**Consignes écrites**.
• 1. Énumérez les localités vers lesquelles, d'après l'extrait sur la caravane du sel, remontent ou descendent les barques du Niger.
• 2. Traduisez en anglais la phrase suivante de l'extrait sur la caravane du sel : « La planche de 30 kilos vaudra-t-elle 11 fr. 50 ou 12 francs ? »

**Extrait du texte**.

********

Et combien les chefs de la caravane devront-ils verser, là-bas, entre les mains de ces saulniers ? Cinq kilos de mil pour huit planches de sel, travail d’un jour ? Ou pour dix ? Elémens indispensables du problème relatif à la hausse ou à la baisse prochaine des cours. Toutes les barques du Niger emporteront-elles leur charge du condiment ? Les unes remontant vers Niafunké et Wopti ; les autres descendant vers Gao, Tillabery Niamey, semant leur cargaison dans les ports du fleuve, de ses affluens navigables. La planche de 30 kilos vaudra-t-elle 11 fr. 50 ou 12 francs ? L’azalaï rapportera-t-elle, 70 000 barres ; ou plus ? Les courtiers placeront-ils le tout, à bon prix, dans la Boucle du Niger, pour assaisonner les repas songaï, peuhls et lobis ?

********

**Données fournies**.
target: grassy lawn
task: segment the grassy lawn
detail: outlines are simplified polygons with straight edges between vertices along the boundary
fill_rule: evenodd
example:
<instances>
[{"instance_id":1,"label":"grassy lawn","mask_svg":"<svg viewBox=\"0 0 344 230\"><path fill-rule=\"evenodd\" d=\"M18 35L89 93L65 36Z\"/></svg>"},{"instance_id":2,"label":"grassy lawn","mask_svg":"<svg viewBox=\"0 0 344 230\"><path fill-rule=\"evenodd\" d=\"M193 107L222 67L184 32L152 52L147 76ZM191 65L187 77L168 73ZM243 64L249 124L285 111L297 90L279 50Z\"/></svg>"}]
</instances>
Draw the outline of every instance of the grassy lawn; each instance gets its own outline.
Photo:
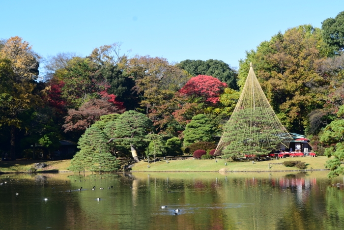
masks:
<instances>
[{"instance_id":1,"label":"grassy lawn","mask_svg":"<svg viewBox=\"0 0 344 230\"><path fill-rule=\"evenodd\" d=\"M280 163L286 161L300 161L306 162L306 170L325 169L325 163L328 160L327 157L288 157L270 161L255 162L229 162L227 159L194 160L192 158L184 160L165 161L150 163L150 168L147 167L147 162L142 161L136 163L132 168L133 172L237 172L237 171L284 171L299 170L296 167L286 167ZM225 165L225 163L227 165ZM270 163L270 168L269 168Z\"/></svg>"},{"instance_id":2,"label":"grassy lawn","mask_svg":"<svg viewBox=\"0 0 344 230\"><path fill-rule=\"evenodd\" d=\"M0 172L27 172L34 164L43 162L47 167L36 172L69 172L67 168L70 165L70 160L61 161L33 161L18 160L13 161L0 161Z\"/></svg>"},{"instance_id":3,"label":"grassy lawn","mask_svg":"<svg viewBox=\"0 0 344 230\"><path fill-rule=\"evenodd\" d=\"M274 159L270 161L255 162L229 162L223 159L215 160L194 160L192 158L184 160L169 160L150 163L150 168L147 168L146 161L141 161L134 165L132 172L274 172L299 170L296 167L286 167L282 162L285 161L297 160L306 162L306 170L325 169L325 163L328 160L325 156L317 157L288 157L284 159ZM70 165L70 160L61 161L29 161L18 160L14 161L0 161L0 172L27 172L34 167L34 163L44 162L48 166L37 172L66 172ZM227 165L225 165L225 163ZM269 168L270 163L270 168ZM312 168L312 169L311 169Z\"/></svg>"}]
</instances>

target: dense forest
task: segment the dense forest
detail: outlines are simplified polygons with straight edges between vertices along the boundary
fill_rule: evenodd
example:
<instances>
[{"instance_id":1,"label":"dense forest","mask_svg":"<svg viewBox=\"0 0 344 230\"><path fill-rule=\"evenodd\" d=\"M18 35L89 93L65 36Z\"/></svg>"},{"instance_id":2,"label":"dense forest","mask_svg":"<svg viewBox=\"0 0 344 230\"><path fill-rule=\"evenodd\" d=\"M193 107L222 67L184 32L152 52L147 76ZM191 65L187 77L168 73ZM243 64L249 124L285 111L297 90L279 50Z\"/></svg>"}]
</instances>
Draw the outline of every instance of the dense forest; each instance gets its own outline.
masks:
<instances>
[{"instance_id":1,"label":"dense forest","mask_svg":"<svg viewBox=\"0 0 344 230\"><path fill-rule=\"evenodd\" d=\"M131 57L120 53L118 43L87 57L44 58L24 38L4 39L0 153L12 160L52 157L59 140L66 140L79 143L76 171L91 169L94 161L113 171L116 165L109 162L118 156L180 154L197 143L210 150L252 62L287 129L307 135L319 154L343 155L344 50L344 11L321 29L305 25L278 32L247 51L237 71L216 59L172 63ZM331 165L343 170L340 161Z\"/></svg>"}]
</instances>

********

**Réponses attendues**.
• 1. Niafunké, Wopti, Gao, Tillabery, Niamey

• 2. Will the 30-kilogram slab be worth 11 francs 50 or 12 francs?